━━━ Information ━━━

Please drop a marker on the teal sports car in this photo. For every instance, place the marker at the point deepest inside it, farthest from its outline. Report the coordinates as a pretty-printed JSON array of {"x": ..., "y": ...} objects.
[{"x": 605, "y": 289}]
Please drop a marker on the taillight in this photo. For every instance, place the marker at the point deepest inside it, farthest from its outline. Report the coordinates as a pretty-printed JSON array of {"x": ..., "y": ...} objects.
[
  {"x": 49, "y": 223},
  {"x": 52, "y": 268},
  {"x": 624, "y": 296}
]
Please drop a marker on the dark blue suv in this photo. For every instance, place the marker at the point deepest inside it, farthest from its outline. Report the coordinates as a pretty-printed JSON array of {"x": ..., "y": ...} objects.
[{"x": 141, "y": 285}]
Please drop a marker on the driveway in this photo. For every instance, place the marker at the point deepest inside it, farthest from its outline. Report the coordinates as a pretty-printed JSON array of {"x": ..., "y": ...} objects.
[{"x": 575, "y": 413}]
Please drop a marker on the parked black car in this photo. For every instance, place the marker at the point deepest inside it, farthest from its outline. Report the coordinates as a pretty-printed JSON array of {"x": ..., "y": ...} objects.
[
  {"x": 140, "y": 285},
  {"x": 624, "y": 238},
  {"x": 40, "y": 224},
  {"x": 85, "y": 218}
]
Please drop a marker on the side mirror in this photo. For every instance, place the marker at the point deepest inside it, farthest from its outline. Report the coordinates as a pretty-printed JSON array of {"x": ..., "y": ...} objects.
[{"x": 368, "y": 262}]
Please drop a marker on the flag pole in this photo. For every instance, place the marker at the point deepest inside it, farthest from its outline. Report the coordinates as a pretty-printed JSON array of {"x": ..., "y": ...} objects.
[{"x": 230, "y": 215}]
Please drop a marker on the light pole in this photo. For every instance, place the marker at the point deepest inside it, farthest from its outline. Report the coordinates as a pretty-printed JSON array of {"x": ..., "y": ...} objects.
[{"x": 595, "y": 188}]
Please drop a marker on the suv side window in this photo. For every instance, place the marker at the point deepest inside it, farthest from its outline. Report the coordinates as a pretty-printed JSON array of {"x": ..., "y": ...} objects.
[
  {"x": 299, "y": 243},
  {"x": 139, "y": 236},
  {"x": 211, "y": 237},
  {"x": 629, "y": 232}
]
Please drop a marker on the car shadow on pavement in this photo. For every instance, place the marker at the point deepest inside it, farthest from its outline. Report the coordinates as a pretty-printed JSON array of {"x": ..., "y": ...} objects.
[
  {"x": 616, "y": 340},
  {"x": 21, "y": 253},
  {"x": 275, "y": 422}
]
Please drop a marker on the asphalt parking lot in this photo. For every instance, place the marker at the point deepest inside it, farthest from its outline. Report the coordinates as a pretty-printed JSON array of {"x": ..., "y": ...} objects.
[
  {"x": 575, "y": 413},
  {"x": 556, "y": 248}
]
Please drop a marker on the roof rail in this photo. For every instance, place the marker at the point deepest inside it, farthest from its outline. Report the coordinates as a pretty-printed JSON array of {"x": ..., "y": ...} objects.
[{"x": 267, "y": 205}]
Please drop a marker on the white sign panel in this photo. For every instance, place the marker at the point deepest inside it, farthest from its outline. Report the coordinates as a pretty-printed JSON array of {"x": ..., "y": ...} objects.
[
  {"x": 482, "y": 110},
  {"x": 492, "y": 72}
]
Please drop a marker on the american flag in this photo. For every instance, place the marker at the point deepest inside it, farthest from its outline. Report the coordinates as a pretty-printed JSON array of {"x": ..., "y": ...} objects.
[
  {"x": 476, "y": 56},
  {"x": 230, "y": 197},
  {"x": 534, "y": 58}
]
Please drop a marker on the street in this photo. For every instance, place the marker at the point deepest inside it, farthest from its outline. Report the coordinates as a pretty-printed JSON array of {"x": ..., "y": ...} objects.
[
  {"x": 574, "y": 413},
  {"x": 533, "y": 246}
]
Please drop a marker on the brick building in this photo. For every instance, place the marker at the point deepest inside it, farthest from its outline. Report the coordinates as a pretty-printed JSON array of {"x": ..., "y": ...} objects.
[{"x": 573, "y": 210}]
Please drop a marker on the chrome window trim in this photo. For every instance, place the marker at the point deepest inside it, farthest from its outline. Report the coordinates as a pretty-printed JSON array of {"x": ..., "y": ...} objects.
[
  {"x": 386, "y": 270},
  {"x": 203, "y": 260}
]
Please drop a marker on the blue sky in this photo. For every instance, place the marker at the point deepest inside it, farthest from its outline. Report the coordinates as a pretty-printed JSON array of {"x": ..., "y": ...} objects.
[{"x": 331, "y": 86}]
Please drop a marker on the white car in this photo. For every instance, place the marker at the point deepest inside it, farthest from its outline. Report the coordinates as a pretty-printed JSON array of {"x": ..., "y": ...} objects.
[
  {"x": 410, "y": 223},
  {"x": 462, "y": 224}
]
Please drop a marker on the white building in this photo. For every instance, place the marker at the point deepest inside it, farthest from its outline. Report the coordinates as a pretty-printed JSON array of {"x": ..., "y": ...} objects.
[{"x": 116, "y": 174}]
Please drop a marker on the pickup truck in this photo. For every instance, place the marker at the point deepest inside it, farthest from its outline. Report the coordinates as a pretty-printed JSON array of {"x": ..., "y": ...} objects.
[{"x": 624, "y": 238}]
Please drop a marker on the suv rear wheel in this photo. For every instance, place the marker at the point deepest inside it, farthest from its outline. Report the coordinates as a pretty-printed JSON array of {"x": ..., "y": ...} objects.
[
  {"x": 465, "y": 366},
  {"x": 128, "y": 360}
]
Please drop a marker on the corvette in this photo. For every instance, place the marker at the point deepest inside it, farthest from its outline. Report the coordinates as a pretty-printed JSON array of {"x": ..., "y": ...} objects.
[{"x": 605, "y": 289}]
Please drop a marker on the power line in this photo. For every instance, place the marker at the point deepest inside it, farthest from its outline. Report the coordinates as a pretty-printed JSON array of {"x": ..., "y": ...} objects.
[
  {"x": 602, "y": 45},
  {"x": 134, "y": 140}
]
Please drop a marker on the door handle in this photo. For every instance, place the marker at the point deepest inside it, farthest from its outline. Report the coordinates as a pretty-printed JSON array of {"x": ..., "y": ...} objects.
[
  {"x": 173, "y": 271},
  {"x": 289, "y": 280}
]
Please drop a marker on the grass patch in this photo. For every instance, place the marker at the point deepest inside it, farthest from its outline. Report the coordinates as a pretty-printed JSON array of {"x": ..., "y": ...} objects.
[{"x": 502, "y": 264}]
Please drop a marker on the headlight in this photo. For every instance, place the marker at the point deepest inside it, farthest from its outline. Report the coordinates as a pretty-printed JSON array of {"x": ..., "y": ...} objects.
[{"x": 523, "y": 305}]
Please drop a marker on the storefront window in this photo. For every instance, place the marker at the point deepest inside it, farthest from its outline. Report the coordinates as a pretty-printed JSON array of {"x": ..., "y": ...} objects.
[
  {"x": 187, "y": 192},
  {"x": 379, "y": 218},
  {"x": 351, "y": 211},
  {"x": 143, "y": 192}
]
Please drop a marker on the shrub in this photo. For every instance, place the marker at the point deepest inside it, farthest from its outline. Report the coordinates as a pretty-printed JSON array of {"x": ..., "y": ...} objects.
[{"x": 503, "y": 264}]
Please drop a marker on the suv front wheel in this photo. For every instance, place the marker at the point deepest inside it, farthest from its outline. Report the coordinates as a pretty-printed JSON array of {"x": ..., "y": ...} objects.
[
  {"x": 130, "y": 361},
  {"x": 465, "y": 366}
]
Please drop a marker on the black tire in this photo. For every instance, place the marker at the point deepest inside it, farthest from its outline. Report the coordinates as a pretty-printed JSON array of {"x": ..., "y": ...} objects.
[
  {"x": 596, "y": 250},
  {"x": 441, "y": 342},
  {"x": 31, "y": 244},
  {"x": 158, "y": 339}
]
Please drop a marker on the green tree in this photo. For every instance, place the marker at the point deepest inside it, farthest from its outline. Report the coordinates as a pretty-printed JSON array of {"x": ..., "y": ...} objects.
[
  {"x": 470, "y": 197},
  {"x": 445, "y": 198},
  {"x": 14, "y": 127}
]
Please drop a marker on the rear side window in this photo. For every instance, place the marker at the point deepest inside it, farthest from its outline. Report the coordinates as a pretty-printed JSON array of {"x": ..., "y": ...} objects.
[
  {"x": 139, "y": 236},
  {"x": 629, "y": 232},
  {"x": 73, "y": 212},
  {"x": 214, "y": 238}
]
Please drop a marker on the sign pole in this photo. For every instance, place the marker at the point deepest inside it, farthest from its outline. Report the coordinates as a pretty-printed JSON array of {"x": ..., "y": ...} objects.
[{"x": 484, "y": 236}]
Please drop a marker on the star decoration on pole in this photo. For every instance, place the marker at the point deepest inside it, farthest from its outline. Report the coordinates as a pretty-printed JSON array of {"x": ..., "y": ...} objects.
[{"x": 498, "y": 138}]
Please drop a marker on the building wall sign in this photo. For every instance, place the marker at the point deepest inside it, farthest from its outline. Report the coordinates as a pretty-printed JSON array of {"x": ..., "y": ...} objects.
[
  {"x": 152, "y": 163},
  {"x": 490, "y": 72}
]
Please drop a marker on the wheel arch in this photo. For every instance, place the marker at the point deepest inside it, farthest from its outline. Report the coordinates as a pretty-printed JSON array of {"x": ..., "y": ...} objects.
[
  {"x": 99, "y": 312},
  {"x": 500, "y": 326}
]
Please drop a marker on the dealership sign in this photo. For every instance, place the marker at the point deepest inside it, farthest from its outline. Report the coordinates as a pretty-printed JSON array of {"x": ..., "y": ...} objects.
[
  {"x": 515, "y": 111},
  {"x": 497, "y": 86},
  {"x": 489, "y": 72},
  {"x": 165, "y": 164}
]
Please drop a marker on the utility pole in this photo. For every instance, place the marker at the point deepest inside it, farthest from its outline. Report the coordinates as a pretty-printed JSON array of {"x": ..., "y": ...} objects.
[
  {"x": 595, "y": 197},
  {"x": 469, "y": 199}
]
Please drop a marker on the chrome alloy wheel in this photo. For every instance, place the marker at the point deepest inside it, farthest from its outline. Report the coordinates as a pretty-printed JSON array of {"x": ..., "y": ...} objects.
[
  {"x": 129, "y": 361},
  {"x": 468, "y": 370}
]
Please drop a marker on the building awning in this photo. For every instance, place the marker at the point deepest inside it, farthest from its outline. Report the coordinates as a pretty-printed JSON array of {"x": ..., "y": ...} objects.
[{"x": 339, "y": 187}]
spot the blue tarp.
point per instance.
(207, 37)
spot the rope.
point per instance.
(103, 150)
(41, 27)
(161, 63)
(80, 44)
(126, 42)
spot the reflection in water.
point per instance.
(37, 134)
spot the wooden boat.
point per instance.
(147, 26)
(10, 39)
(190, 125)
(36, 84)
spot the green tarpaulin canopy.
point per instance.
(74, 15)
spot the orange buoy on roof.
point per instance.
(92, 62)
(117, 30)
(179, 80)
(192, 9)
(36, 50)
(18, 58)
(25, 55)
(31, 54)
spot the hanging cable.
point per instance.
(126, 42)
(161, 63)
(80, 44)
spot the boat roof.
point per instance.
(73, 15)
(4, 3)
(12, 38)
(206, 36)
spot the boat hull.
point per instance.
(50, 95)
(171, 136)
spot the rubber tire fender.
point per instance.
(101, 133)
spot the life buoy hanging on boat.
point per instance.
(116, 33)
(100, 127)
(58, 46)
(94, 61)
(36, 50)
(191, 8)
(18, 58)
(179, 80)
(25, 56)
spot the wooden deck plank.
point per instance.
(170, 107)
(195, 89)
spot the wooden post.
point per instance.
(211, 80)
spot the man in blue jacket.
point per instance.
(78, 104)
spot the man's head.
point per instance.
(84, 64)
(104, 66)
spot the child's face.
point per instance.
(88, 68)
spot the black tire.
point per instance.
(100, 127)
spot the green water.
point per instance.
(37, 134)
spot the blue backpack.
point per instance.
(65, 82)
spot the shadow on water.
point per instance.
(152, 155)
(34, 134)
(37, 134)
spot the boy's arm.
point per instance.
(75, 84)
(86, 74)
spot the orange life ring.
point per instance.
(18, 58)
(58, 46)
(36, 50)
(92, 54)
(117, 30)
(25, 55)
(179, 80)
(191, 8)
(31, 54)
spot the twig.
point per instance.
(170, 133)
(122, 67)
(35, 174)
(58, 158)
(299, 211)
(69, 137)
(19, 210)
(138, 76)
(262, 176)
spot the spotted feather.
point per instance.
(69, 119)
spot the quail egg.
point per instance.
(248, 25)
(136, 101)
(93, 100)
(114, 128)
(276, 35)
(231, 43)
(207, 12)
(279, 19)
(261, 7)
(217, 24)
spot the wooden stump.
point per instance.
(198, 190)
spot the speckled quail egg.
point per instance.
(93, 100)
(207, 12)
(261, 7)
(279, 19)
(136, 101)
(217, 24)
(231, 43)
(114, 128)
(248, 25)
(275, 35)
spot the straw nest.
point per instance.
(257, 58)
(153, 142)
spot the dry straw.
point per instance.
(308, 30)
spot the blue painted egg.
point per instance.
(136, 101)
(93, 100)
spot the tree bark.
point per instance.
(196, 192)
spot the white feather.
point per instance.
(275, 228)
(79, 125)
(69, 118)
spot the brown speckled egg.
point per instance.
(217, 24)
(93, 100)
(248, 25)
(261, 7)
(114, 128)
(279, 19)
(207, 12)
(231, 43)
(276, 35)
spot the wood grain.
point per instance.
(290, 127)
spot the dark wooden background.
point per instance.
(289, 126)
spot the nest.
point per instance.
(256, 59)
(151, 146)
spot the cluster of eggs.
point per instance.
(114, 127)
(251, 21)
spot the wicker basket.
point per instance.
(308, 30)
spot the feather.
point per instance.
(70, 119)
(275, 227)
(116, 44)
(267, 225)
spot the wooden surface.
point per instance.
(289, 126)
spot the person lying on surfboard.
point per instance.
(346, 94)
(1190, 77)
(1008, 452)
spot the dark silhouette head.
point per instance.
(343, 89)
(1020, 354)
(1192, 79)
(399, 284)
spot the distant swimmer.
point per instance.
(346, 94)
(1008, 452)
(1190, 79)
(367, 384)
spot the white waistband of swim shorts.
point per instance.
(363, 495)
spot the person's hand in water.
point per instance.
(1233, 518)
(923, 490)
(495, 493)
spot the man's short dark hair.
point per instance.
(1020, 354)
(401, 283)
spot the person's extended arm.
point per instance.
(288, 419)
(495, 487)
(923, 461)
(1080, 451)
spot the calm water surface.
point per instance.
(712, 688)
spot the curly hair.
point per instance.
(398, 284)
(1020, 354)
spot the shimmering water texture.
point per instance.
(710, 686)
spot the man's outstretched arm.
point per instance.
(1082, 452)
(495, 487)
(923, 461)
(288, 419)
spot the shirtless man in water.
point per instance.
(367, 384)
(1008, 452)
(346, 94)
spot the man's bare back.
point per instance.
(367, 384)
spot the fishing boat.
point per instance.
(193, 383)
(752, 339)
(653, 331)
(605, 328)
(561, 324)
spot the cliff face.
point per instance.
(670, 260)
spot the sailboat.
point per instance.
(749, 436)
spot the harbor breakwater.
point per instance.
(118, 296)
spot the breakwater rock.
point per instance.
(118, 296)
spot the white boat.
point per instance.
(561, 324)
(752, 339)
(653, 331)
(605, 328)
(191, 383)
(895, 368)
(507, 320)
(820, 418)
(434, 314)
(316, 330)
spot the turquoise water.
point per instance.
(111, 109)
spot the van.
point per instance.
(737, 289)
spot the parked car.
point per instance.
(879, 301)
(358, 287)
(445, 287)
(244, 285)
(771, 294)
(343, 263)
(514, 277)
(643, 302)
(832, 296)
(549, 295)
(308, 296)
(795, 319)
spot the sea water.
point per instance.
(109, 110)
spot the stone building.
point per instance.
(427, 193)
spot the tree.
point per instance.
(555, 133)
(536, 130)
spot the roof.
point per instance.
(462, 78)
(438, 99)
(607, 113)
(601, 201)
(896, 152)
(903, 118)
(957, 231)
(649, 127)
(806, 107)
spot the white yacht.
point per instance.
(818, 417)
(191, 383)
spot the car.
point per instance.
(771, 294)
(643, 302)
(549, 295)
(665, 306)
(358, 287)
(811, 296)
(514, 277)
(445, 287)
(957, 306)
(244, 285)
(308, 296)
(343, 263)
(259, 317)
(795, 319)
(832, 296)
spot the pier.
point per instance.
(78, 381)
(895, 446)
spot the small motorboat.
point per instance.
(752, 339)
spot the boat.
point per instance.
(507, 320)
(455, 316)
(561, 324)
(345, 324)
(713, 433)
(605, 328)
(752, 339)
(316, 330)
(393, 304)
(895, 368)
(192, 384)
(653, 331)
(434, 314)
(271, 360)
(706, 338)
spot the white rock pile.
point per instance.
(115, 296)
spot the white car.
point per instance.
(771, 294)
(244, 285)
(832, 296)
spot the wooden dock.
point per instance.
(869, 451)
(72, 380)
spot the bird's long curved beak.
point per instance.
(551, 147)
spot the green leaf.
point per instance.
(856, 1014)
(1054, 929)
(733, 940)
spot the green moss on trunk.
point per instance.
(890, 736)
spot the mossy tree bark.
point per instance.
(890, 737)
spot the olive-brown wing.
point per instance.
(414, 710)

━━━

▸ **Assigned task**
Retype, exactly and in full, the lines above from the one containing "spot the green tarpaulin canopy." through the one containing "spot the boat hull.".

▸ **Exercise output**
spot the green tarpaulin canopy.
point per instance.
(74, 15)
spot the orange buoy on roof.
point per instance.
(92, 62)
(117, 30)
(179, 80)
(192, 9)
(36, 50)
(18, 58)
(25, 55)
(31, 54)
spot the hanging cable.
point per instance.
(126, 42)
(161, 63)
(80, 44)
spot the boat roof.
point per instance.
(73, 15)
(4, 3)
(12, 38)
(206, 36)
spot the boat hull.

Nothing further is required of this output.